What you should do:
Go line by line through the listing below and copy those that hold "building".

Segment Start: Stored data

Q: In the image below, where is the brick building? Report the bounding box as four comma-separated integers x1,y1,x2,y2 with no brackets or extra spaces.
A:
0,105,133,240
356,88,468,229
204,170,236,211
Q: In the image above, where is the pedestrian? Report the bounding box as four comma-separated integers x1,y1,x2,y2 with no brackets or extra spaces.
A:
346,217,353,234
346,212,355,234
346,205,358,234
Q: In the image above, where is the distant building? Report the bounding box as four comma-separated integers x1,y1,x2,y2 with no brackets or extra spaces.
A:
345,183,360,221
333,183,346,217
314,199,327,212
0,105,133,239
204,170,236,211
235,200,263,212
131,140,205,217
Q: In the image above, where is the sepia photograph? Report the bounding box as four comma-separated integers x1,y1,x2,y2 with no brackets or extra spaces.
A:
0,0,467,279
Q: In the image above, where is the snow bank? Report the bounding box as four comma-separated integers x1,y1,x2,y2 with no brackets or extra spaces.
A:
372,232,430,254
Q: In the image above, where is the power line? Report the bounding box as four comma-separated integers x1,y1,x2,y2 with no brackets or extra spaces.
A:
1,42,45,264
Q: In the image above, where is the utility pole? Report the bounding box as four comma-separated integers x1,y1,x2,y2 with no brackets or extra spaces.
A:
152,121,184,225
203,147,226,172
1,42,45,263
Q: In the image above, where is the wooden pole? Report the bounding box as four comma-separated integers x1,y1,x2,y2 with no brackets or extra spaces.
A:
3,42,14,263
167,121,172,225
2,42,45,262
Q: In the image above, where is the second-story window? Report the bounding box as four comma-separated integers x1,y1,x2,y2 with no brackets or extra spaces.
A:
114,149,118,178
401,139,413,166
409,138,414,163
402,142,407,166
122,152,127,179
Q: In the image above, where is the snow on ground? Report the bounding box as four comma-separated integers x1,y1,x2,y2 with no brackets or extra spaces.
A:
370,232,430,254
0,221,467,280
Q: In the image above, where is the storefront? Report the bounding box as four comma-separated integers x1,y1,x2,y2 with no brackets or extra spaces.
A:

Segment End: Stored data

Output for this exercise:
Q: In the image below, where is the brick building? Report the bounding box as four comma-separated integers x1,y1,x2,y2 with no brackets or extra spaces.
Q: In the image above, where is the distant building? Report the bounding box as four comma-separated integers x1,y1,x2,y2 with no brackets or extra spaces.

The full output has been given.